- Description of the task
I'd like every record written out again, exactly as it is.

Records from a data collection
_ _ _

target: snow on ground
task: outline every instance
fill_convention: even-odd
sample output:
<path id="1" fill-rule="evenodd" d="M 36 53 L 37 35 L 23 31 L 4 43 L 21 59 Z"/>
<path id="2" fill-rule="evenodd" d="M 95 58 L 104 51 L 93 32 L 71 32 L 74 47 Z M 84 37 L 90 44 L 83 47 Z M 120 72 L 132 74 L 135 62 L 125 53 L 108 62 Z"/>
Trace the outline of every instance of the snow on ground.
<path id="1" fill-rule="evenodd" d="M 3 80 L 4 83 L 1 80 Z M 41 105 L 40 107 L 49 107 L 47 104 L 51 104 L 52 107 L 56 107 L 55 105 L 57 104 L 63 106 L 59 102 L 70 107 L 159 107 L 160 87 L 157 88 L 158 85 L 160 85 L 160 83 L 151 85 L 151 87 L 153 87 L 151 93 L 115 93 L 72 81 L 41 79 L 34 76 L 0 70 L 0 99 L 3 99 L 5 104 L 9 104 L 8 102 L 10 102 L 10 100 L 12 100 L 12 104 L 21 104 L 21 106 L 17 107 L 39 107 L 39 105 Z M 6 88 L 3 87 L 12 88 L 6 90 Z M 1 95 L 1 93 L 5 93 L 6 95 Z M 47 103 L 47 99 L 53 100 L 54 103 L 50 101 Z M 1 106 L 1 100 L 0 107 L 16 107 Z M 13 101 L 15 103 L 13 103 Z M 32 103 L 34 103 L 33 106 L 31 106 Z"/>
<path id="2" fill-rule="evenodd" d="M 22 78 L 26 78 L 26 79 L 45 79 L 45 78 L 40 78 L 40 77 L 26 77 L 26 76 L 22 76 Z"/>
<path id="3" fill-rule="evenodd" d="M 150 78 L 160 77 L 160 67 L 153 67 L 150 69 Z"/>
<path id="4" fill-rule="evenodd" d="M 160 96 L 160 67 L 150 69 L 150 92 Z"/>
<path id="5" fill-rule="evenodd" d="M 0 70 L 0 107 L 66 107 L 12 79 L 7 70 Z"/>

_ _ _

- Expected answer
target: snow on ground
task: outline every instance
fill_convention: even-odd
sample output:
<path id="1" fill-rule="evenodd" d="M 36 53 L 37 35 L 23 31 L 4 43 L 21 59 Z"/>
<path id="2" fill-rule="evenodd" d="M 95 58 L 104 51 L 93 32 L 71 32 L 74 47 Z M 84 37 L 90 44 L 83 47 Z M 120 72 L 132 74 L 135 62 L 125 53 L 108 62 Z"/>
Trace the outline of every instance of the snow on ground.
<path id="1" fill-rule="evenodd" d="M 3 80 L 4 83 L 1 80 Z M 41 105 L 40 107 L 49 107 L 47 104 L 51 104 L 52 107 L 56 107 L 55 105 L 57 104 L 63 106 L 59 102 L 70 107 L 159 107 L 160 87 L 157 88 L 158 85 L 160 85 L 160 83 L 151 85 L 151 87 L 153 87 L 151 93 L 115 93 L 72 81 L 41 79 L 34 76 L 0 70 L 0 99 L 3 99 L 5 104 L 9 104 L 8 102 L 10 102 L 10 100 L 12 100 L 12 104 L 21 104 L 21 106 L 17 107 L 39 107 L 39 105 Z M 6 88 L 3 87 L 12 88 L 6 90 Z M 1 95 L 1 93 L 5 93 L 6 95 Z M 47 103 L 47 99 L 53 100 L 54 103 L 50 101 Z M 1 106 L 1 100 L 0 107 L 16 107 Z M 13 101 L 15 103 L 13 103 Z M 32 103 L 34 103 L 33 106 L 31 106 Z"/>
<path id="2" fill-rule="evenodd" d="M 22 78 L 26 78 L 26 79 L 45 79 L 45 78 L 40 78 L 40 77 L 26 77 L 26 76 L 22 76 Z"/>
<path id="3" fill-rule="evenodd" d="M 150 78 L 160 77 L 160 67 L 153 67 L 150 69 Z"/>
<path id="4" fill-rule="evenodd" d="M 160 96 L 160 67 L 150 69 L 150 92 Z"/>
<path id="5" fill-rule="evenodd" d="M 0 70 L 0 107 L 66 107 L 12 79 L 7 70 Z"/>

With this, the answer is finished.